CONSEGNA:
In base al testo sul covid e sui monoclonali, rispondi alle domande seguenti.
1. Quale ospedale è stato superato da quello di Latina per numero di pazienti covid?
2. Dopo quanti giorni di febbre a casa arrivano in ospedale alcuni pazienti con sintomi importanti?
3. Quanto dura il periodo di osservazione dopo la somministrazione dell'anticorpo per via endovenosa?

TESTO DEL DOCUMENTO:
----------------
Ma il covid è tutt'altro che sconfitto e i casi della provincia, sebbene ormai abbastanza stabili, sono ancora alti. «L'ospedale di Latina aggiunge ha superato il numero di pazienti covid dello Spallanzani. Roma ha ridotto il numero dei ricoveri prima di noi. Qui i ricoveri non si sono esauriti come nella curva di marzo, aprile e maggio scorsi ma si sono invece stabilizzati su un livello alto. La cosa particolare poi, che non mi aspettavo, è che non si sono ridotti i casi molto gravi e in ospedale continuano ad arrivare pazienti con sintomi importanti, magari dopo sette o otto giorni di febbre a casa. Mi sono trovata a parlare con alcuni pazienti e ho scoperto che molti vedono il ricovero come l'inizio della fine, come un momento di non ritorno e io mi ritrovo a spiegare loro che arrivando prima è possibile curare meglio il virus».

I MONOCLONALI

Una grossa speranza arriva ora dagli anticorpi monoclonali, che il Goretti aspetta con ansia ma che andranno appunto somministrati nelle fasi molto precoci della malattia in pazienti considerati a rischio per età o per comorbilità. «E' una chance in più molto importante puntualizza Lichtner ma la diagnosi precoce è fondamentale. Funzionerà così: una persona che presenta situazioni di rischio, per presenza di patologie o per età che supera i 65 anni, deve ricorrere all'ospedale, accedendo in un'area dedicata o in un laboratorio dove verranno effettuati esami di valutazione e poi una somministrazione dell'anticorpo per via endovenosa. Successivamente c'è un periodo di osservazione di un'ora. Ma l'organizzazione è ancora tutta da definire, l'Aifa ha detto che sarà curata dalle Regioni. Noi come Goretti abbiamo la possibilità di entrare anche nello studio che si farà nel Lazio sui monoclonali».
----------------
DATI ESTRATTI:
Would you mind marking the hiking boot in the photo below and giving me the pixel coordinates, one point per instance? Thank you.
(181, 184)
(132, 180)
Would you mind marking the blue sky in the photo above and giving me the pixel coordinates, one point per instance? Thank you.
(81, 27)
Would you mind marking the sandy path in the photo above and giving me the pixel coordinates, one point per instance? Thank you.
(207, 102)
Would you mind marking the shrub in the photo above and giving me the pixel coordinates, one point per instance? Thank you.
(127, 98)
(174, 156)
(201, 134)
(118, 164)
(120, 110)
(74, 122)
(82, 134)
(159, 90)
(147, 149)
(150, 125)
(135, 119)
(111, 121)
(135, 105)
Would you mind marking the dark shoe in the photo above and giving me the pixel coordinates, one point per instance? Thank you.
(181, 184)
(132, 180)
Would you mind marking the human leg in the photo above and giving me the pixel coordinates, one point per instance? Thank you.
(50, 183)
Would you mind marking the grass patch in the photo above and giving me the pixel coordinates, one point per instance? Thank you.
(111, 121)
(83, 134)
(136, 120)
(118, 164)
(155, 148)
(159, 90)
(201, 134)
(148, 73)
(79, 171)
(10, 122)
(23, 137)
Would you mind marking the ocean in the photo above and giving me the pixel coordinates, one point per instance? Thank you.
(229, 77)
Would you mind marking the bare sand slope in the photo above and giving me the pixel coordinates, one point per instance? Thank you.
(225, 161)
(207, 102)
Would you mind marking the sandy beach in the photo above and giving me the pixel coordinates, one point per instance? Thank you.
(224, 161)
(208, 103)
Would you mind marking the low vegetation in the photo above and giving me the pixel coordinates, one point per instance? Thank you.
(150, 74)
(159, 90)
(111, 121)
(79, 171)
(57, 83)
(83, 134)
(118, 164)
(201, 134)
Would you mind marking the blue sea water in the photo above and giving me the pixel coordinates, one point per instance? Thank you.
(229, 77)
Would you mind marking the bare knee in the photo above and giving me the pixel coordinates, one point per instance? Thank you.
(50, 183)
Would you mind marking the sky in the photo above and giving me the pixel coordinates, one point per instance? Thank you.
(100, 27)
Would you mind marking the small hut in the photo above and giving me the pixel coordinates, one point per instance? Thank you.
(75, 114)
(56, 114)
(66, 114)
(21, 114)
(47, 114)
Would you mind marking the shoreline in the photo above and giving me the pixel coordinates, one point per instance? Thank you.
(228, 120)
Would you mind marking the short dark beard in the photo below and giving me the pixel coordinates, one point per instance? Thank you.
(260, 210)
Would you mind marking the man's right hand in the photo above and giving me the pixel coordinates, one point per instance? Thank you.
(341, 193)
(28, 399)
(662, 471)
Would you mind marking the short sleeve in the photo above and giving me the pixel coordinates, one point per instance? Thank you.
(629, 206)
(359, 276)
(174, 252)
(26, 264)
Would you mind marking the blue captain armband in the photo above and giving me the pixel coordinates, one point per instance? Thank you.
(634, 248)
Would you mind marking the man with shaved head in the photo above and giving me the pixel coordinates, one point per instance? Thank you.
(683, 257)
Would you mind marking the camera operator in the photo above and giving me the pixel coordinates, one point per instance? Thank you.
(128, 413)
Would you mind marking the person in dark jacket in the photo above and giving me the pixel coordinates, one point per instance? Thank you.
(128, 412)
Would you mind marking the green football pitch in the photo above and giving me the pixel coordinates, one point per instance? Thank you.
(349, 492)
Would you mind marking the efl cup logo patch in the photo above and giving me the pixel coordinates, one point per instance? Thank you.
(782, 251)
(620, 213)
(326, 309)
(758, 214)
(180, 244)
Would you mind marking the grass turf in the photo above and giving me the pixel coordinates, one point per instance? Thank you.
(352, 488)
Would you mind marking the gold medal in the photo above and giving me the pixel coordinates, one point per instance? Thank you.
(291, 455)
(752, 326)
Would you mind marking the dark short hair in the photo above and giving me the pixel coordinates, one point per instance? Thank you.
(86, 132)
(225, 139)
----------------
LA TUA SOLUZIONE:
1. Lo Spallanzani.
2. Dopo sette o otto giorni.
3. Un'ora.